(Dataset entries)
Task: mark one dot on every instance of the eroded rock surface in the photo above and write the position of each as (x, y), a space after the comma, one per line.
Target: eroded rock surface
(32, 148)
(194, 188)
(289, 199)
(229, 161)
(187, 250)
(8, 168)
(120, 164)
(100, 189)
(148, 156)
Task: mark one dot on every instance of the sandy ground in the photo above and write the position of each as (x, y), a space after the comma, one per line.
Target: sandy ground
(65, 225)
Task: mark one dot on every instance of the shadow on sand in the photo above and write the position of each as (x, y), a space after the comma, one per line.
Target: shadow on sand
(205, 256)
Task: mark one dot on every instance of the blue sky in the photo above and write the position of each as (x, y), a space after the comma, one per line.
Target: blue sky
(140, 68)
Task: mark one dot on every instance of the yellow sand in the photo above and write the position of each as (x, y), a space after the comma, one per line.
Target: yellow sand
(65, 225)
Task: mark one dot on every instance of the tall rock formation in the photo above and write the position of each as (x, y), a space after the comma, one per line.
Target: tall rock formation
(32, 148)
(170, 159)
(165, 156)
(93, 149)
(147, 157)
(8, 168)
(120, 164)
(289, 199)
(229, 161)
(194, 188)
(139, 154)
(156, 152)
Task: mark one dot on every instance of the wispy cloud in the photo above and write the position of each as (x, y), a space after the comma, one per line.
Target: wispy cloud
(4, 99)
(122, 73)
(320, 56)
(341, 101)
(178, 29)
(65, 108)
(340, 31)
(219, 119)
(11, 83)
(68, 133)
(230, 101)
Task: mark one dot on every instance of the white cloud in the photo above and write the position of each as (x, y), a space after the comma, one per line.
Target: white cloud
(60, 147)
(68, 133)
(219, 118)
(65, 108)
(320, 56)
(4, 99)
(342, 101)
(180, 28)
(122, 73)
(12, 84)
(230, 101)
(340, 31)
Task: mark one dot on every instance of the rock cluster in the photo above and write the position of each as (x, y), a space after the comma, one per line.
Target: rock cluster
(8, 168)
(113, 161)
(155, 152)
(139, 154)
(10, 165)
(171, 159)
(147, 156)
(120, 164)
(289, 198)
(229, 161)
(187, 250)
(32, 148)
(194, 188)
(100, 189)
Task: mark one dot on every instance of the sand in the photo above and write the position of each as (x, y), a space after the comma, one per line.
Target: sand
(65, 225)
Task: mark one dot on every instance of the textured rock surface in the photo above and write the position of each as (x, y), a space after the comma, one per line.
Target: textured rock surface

Problem details
Copy out every one of the dataset entries above word for word, keeping each line as it appears.

Task result
Task: mark one dot on every instance of the eroded rock surface in the photo above and write the position of each as (x, y), a space after the comma, one per line.
Target: eroded rock surface
(32, 148)
(194, 188)
(289, 199)
(229, 161)
(187, 250)
(8, 168)
(120, 164)
(100, 189)
(148, 156)
Task: mark one dot on every instance of the sandy ground in the photo above and write the position of each as (x, y), a space after the comma, one per line.
Target: sandy ground
(65, 225)
Task: mark one dot on every instance of the shadow on sand in the photo above and write the position of each as (x, y), a space after the comma, one per line.
Target: shadow on sand
(205, 256)
Task: mark one dot on every instance of the blue sky in the photo above and write the position of each as (x, y), a space after the comma, one per line.
Target: blue sky
(140, 68)
Task: mark one dot on every instance of the yellow sand in the photo above and write the position of each as (x, y), a space after the comma, one per line.
Target: yellow sand
(65, 225)
Task: mark one dot on every instance of the tall rock formation in the photo above and write the position of each as (x, y), a space after the comma, one per line.
Target: tall rock formation
(32, 148)
(170, 159)
(165, 156)
(93, 149)
(147, 157)
(8, 168)
(120, 164)
(289, 199)
(229, 161)
(194, 188)
(139, 154)
(156, 152)
Task: mark one dot on every instance of the wispy cloud in the photo above and write the position of each as (x, y), a space after the comma, one per line.
Target: wispy cloud
(4, 99)
(122, 73)
(320, 56)
(341, 101)
(178, 29)
(65, 108)
(340, 31)
(219, 119)
(11, 83)
(68, 133)
(230, 101)
Task: mark one dot on every instance of the white cloud in the photo above and write the position of each as (x, y), a space after the comma, one per line.
Target: white cloud
(60, 147)
(68, 133)
(219, 118)
(65, 108)
(320, 56)
(4, 99)
(342, 101)
(180, 28)
(122, 73)
(12, 84)
(230, 101)
(340, 31)
Task: mark one dot on every instance of the rock cluster in the photo above and write the position of each as (x, y), a space after the comma, one per line.
Target: rock cluster
(8, 168)
(113, 161)
(155, 152)
(139, 154)
(10, 165)
(171, 159)
(147, 156)
(120, 164)
(289, 198)
(229, 161)
(187, 250)
(32, 148)
(194, 188)
(100, 189)
Task: mark one dot on every instance of the sand in the photo above and write the position of each as (x, y), a space after the comma, one per line.
Target: sand
(65, 225)
Task: mark one dot on every instance of the textured rock surface in the photo above and write the position of each as (x, y), a space after the comma, one per line.
Target: textured rock surface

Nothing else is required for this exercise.